Annotation rows:
○ ○ ○
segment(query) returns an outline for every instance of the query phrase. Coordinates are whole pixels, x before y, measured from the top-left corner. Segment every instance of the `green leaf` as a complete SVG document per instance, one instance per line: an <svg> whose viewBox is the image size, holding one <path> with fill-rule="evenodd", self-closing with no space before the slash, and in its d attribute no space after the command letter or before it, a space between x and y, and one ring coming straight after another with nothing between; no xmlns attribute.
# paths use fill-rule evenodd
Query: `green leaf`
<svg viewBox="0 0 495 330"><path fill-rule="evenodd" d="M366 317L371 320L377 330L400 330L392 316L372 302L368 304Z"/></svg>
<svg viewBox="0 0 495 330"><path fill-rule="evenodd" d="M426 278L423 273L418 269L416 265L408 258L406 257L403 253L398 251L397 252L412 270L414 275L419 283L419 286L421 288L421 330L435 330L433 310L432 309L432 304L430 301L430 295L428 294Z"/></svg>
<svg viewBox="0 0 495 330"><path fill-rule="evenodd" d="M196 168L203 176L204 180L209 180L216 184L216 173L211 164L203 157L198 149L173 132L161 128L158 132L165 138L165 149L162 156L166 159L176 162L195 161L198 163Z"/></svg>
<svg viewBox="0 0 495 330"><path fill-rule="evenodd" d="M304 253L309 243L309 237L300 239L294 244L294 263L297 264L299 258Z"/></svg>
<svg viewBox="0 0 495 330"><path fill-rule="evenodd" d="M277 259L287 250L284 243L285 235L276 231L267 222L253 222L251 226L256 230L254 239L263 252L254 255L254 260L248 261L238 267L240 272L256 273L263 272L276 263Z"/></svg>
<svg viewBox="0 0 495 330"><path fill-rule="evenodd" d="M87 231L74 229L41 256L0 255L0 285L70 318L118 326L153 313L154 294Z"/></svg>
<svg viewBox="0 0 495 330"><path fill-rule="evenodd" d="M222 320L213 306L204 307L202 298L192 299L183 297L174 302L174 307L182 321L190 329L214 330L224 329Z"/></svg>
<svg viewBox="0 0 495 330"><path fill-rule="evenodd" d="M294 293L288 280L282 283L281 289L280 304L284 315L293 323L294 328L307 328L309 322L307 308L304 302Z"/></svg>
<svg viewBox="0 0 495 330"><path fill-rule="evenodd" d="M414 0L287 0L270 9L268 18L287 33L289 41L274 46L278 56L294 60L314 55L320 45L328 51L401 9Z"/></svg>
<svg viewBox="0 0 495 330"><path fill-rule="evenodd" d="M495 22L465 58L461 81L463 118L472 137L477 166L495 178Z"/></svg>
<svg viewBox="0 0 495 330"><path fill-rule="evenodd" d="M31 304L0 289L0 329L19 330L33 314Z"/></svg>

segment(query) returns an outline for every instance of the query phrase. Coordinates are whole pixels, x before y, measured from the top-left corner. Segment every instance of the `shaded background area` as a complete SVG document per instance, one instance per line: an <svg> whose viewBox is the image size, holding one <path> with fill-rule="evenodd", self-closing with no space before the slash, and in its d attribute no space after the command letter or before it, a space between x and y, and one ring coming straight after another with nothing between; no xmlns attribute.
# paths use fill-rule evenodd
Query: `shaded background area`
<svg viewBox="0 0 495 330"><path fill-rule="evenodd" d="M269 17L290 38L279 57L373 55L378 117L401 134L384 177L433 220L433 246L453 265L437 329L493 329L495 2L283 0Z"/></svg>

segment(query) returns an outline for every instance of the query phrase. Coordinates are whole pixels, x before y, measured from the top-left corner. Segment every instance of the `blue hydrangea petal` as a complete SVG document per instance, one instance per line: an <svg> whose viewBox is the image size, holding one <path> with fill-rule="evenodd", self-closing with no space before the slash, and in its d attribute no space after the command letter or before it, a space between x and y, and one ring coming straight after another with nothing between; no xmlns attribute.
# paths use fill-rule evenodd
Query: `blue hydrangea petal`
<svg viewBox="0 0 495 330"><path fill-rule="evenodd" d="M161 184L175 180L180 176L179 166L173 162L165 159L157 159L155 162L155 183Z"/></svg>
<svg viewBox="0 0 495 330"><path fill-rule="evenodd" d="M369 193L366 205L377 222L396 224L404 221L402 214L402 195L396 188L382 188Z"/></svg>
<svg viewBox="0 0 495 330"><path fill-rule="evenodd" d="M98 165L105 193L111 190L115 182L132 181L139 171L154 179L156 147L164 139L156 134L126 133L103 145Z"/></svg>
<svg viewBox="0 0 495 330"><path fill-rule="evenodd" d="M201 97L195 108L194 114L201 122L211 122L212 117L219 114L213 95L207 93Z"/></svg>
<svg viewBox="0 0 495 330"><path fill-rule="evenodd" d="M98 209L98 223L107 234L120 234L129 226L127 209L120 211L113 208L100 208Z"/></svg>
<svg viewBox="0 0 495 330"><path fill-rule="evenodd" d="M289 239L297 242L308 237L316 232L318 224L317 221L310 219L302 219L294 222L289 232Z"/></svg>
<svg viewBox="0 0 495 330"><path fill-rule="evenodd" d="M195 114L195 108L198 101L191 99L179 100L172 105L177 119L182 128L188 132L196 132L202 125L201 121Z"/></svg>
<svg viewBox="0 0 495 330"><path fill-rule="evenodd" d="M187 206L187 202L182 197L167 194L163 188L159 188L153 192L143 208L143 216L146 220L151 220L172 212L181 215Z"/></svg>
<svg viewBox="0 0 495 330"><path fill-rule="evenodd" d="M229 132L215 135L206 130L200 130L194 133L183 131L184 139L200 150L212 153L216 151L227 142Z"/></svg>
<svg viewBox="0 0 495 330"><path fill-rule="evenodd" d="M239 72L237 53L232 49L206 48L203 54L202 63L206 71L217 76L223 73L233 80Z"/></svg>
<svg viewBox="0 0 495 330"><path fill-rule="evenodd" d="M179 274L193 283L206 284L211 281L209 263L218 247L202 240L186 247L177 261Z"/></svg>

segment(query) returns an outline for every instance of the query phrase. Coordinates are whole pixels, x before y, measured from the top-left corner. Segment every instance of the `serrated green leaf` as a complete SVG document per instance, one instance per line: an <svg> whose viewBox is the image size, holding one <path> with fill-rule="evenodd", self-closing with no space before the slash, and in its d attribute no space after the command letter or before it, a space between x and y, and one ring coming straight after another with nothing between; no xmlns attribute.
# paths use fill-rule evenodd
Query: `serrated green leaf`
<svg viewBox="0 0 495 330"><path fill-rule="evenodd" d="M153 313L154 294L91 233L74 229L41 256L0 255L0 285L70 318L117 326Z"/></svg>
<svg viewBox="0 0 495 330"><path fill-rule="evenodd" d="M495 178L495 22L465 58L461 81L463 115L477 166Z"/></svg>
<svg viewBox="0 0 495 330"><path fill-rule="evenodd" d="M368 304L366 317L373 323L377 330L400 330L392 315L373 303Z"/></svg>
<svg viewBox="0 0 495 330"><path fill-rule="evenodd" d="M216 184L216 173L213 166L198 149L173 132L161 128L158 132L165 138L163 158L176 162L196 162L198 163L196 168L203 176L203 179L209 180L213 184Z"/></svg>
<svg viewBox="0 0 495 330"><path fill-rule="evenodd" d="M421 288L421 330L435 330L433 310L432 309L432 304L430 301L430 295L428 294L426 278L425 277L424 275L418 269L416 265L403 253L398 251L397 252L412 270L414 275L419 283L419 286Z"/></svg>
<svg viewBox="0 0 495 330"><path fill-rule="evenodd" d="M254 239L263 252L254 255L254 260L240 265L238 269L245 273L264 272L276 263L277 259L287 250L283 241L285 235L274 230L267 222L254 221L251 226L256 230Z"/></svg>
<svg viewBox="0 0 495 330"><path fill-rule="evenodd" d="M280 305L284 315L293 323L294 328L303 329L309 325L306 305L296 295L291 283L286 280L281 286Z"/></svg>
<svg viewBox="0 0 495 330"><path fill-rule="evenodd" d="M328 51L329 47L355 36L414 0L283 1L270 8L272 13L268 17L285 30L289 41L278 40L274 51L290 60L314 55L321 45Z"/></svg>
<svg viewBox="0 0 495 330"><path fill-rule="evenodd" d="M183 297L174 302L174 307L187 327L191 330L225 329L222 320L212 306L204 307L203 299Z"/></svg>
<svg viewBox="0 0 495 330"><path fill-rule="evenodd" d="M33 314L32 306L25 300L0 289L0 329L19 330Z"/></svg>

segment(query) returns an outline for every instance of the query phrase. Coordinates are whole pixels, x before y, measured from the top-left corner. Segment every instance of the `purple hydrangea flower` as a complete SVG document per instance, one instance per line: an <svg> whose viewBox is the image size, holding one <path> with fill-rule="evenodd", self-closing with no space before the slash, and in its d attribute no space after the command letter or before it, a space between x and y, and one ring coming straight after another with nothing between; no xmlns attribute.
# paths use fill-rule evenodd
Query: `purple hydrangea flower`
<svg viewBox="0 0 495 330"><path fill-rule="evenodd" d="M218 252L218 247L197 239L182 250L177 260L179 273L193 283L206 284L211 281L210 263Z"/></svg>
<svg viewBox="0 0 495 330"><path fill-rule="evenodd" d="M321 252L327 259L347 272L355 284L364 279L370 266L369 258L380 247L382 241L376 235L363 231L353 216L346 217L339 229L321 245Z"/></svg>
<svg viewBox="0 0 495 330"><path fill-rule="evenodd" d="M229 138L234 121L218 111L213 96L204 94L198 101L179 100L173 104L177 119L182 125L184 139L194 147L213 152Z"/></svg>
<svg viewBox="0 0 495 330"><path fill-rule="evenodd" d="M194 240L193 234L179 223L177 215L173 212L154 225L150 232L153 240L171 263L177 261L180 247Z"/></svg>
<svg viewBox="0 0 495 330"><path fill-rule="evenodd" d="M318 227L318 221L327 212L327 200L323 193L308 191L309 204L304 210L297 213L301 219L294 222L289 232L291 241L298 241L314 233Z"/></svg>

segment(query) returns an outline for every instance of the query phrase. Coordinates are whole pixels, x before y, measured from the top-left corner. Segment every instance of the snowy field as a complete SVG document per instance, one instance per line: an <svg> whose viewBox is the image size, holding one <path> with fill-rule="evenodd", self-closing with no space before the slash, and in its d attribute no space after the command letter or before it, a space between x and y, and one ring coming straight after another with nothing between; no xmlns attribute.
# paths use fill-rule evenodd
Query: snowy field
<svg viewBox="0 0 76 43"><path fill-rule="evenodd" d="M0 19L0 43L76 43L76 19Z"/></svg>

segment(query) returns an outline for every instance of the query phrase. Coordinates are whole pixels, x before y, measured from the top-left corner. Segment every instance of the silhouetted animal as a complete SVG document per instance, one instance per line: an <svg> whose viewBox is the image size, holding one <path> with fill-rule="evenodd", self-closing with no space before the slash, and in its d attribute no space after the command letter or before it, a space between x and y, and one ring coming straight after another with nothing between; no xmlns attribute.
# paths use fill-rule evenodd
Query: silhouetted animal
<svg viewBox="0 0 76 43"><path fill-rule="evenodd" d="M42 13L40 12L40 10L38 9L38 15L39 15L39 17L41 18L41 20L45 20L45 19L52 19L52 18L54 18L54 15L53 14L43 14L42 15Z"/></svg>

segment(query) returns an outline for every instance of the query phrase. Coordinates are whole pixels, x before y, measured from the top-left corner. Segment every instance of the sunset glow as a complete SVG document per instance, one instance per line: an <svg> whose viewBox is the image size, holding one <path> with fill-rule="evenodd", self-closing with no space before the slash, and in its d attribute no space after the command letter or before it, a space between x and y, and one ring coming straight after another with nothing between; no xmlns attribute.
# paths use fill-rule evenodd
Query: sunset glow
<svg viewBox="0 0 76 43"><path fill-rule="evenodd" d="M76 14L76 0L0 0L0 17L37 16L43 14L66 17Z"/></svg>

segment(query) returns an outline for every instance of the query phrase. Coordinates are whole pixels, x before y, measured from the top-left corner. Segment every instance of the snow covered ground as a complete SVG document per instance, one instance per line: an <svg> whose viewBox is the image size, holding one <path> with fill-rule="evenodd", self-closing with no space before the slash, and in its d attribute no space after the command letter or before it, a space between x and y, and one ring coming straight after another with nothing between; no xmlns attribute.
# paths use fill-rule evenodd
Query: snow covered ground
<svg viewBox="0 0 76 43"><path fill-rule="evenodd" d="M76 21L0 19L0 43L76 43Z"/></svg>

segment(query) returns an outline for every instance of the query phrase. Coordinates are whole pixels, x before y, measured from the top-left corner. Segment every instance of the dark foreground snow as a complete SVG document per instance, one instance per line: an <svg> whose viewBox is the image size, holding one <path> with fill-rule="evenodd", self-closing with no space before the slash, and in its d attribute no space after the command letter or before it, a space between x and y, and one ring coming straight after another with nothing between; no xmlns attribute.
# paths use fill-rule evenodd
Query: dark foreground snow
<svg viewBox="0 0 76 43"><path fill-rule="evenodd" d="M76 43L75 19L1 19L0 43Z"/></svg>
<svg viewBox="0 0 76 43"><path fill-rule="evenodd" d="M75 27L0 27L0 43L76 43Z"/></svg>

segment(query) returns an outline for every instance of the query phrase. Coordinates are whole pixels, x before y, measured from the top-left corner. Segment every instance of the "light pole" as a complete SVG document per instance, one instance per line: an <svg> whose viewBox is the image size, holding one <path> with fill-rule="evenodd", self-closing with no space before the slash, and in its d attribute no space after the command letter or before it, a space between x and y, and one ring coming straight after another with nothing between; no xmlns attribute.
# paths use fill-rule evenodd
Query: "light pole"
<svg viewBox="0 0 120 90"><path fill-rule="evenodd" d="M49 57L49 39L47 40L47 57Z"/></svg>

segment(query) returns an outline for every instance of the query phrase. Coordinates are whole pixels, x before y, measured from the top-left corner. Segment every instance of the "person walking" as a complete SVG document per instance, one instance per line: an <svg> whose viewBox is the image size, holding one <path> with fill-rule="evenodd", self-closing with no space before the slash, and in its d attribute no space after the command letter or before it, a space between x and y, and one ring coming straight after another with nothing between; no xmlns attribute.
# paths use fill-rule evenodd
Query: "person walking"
○ ○ ○
## Aim
Copy out, unchanged, everything from the line containing "of the dark" down to the last of the rows, including both ends.

## Expected answer
segment(query) returns an outline for every instance of the query phrase. Coordinates are whole pixels, x before y, measured from the top-left corner. Segment every instance of the dark foreground snow as a complete SVG document per instance, one instance per line: an <svg> whose viewBox is the image size, holding one <path> with fill-rule="evenodd", self-closing with no space before the slash, and in its d attribute no space after the command letter or before it, a space between x and y, and one ring coming straight after another with nothing between; no xmlns attribute.
# paths use fill-rule evenodd
Query: dark foreground snow
<svg viewBox="0 0 76 43"><path fill-rule="evenodd" d="M76 43L75 19L1 19L0 43Z"/></svg>
<svg viewBox="0 0 76 43"><path fill-rule="evenodd" d="M75 27L0 27L0 43L76 43Z"/></svg>

segment(query) returns an outline for every instance of the query phrase. Coordinates are whole pixels, x before y, measured from the top-left corner. Segment every instance of the "light pole" as a complete SVG document per instance, one instance per line: an <svg> whose viewBox is the image size, holding one <path> with fill-rule="evenodd", self-closing with no space before the slash, and in its d attribute no space after the command letter or before it, a space between x and y, and one ring coming straight after another with nothing between; no xmlns attribute.
# paths use fill-rule evenodd
Query: "light pole"
<svg viewBox="0 0 120 90"><path fill-rule="evenodd" d="M49 57L49 39L47 40L47 57Z"/></svg>

segment(query) returns an outline for every instance of the query phrase. Coordinates are whole pixels, x before y, measured from the top-left corner. Segment every instance of the "person walking" as a complete SVG document per instance, one instance per line: an <svg> whose viewBox is the image size, holding one <path> with fill-rule="evenodd", self-closing with no space before the slash, and in its d attribute no space after the command letter or before it, a space between x and y, and one ring coming straight after another with nothing between; no xmlns attribute.
# paths use fill-rule evenodd
Query: "person walking"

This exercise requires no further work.